• Task description:
Word for word, copy the records that follow.

Dataset items:

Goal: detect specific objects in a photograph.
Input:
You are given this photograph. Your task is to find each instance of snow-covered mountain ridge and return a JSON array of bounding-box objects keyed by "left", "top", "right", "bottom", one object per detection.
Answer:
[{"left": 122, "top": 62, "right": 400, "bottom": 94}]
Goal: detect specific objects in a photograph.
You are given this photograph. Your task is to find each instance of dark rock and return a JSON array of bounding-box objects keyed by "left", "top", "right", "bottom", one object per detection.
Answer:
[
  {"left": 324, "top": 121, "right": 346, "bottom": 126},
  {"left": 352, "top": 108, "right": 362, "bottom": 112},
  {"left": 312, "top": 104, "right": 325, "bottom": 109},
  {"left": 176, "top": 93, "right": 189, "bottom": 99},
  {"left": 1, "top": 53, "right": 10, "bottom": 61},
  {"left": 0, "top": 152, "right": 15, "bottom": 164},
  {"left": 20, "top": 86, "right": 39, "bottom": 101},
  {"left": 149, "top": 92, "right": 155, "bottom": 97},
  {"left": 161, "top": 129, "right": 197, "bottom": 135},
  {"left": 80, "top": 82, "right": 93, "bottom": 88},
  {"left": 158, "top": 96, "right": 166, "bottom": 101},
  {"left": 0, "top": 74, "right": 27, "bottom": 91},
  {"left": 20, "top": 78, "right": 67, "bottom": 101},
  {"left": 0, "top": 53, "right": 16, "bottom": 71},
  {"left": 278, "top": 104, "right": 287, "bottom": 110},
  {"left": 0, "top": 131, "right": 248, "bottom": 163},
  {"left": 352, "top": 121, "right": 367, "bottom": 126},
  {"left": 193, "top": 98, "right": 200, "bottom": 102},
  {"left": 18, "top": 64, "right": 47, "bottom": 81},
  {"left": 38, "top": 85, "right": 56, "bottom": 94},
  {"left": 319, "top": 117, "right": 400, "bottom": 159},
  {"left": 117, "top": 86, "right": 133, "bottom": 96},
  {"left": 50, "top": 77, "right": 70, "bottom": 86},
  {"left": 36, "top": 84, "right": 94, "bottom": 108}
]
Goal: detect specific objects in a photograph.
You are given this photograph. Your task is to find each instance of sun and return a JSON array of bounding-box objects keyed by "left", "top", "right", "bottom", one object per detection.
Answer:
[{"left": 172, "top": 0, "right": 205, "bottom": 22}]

• Solved problem:
Goal: detect specific objects in a photograph.
Input:
You are given this photograph. Your task is to find each instance of snow-covered mountain ridge and return a JSON array of bounding-box objects keyed by "left", "top", "right", "bottom", one object per detection.
Answer:
[{"left": 122, "top": 62, "right": 400, "bottom": 94}]
Goal: detect specific objects in a photograph.
You are given this photograph. Your task is to find each instance of dark rock and return a JSON array of bounding-box objects keyed by "left", "top", "right", "bottom", one object per detection.
Answer:
[
  {"left": 324, "top": 121, "right": 346, "bottom": 126},
  {"left": 352, "top": 108, "right": 362, "bottom": 112},
  {"left": 312, "top": 104, "right": 325, "bottom": 109},
  {"left": 176, "top": 93, "right": 189, "bottom": 99},
  {"left": 1, "top": 53, "right": 10, "bottom": 61},
  {"left": 0, "top": 152, "right": 15, "bottom": 164},
  {"left": 20, "top": 86, "right": 39, "bottom": 101},
  {"left": 149, "top": 92, "right": 155, "bottom": 97},
  {"left": 161, "top": 129, "right": 197, "bottom": 135},
  {"left": 80, "top": 82, "right": 93, "bottom": 88},
  {"left": 158, "top": 96, "right": 166, "bottom": 101},
  {"left": 0, "top": 74, "right": 27, "bottom": 91},
  {"left": 20, "top": 78, "right": 67, "bottom": 101},
  {"left": 0, "top": 53, "right": 16, "bottom": 71},
  {"left": 278, "top": 104, "right": 287, "bottom": 110},
  {"left": 0, "top": 131, "right": 248, "bottom": 163},
  {"left": 352, "top": 121, "right": 367, "bottom": 126},
  {"left": 193, "top": 98, "right": 200, "bottom": 102},
  {"left": 18, "top": 64, "right": 47, "bottom": 81},
  {"left": 38, "top": 85, "right": 56, "bottom": 94},
  {"left": 319, "top": 117, "right": 400, "bottom": 159},
  {"left": 117, "top": 86, "right": 133, "bottom": 96},
  {"left": 50, "top": 77, "right": 70, "bottom": 86},
  {"left": 36, "top": 84, "right": 94, "bottom": 108}
]
Goal: detect specific objects in a photograph.
You are given this photograph. Your task is to find each instance of sun and return a JSON array of bounding-box objects keyed by "left", "top", "right", "bottom", one object per detection.
Answer:
[{"left": 172, "top": 0, "right": 205, "bottom": 22}]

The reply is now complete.